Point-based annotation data
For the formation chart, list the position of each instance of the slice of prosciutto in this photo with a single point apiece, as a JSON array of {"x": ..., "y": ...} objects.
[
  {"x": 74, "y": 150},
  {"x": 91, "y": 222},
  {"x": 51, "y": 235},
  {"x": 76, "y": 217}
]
--
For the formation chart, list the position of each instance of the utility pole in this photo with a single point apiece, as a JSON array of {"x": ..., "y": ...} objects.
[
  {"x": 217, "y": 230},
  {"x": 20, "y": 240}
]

TO BE DONE: Please extract each line above that contains the string "slice".

EXERCISE OUTPUT:
For the formation chart, list the position of each instance of the slice of prosciutto in this photo with a single point apiece, as a JSON array of {"x": ..., "y": ...} objects.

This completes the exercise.